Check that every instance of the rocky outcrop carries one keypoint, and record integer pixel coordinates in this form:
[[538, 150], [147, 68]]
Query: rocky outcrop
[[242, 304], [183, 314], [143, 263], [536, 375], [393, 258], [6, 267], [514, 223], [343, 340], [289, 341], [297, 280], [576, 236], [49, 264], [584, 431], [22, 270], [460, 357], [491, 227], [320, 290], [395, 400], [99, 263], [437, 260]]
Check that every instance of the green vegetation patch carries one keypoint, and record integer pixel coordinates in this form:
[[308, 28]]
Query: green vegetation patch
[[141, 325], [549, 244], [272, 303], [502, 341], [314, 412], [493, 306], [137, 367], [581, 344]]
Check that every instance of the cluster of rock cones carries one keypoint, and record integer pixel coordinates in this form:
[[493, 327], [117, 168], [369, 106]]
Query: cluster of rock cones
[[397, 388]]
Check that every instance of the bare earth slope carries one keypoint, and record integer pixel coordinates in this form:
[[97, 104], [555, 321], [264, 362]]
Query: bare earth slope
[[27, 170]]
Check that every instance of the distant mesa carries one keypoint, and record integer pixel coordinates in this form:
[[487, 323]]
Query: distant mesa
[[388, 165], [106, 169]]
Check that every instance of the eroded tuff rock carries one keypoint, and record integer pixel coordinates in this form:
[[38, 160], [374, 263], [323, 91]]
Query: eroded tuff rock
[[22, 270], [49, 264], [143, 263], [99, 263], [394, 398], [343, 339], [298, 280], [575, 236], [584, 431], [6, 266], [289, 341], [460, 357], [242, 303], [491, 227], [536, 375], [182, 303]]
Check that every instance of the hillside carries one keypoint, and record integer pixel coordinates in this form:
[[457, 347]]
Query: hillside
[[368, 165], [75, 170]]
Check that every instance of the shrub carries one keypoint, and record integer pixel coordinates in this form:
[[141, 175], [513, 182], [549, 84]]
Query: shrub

The problem: Reproduce the records exactly, keeping every line.

Problem solution:
Check that every instance of the rocky outcrop carries one keypoint, and record integer pixel coordinates in this form:
[[538, 150], [147, 68]]
Query: rocky outcrop
[[242, 304], [183, 314], [143, 263], [536, 375], [393, 258], [6, 267], [514, 223], [343, 340], [289, 341], [297, 280], [576, 236], [49, 264], [584, 431], [22, 270], [460, 357], [491, 227], [320, 290], [395, 400], [99, 263], [437, 260]]
Check that every instance of the green vegetation patch carries one keypoint, and record integer pixel coordinates in this form:
[[308, 28]]
Query: green vegetation patch
[[141, 325], [549, 244], [272, 303], [502, 341], [314, 412], [493, 306], [137, 367], [581, 344]]
Check that every instance of the cluster of rock cones carries one keypoint, and record integer pixel coordinates in this form:
[[493, 327], [117, 168], [369, 106]]
Query: cluster of rock cones
[[397, 388]]
Check that every instance of the bare earth slope carries one keypoint, and record integer pixel coordinates in this form:
[[97, 104], [555, 321], [264, 362]]
Query: bare earth slope
[[27, 170]]
Check that every instance of the distant mesa carries one keypoint, and record integer pixel coordinates in this form:
[[487, 323]]
Query: distant mesa
[[388, 165], [106, 169]]
Check that every instance of the eroded tuff rock carries one keypoint, and record integer pixel coordinates in this form:
[[38, 160], [374, 263], [323, 91]]
Query: eroded tuff rock
[[22, 270], [49, 264], [143, 263], [99, 263], [394, 398], [343, 339], [298, 280], [575, 236], [584, 431], [6, 266], [289, 341], [460, 357], [242, 303], [491, 227], [536, 375], [182, 303]]
Check that every instance of the hillside carries one keypoint, and record integer pixel coordinates in this form:
[[457, 347]]
Query: hillside
[[368, 165], [75, 170]]
Check that every instance of the shrub carries one keypoint, and record integer pixel coordinates in this form:
[[141, 175], [513, 182], [549, 84]]
Query: shrub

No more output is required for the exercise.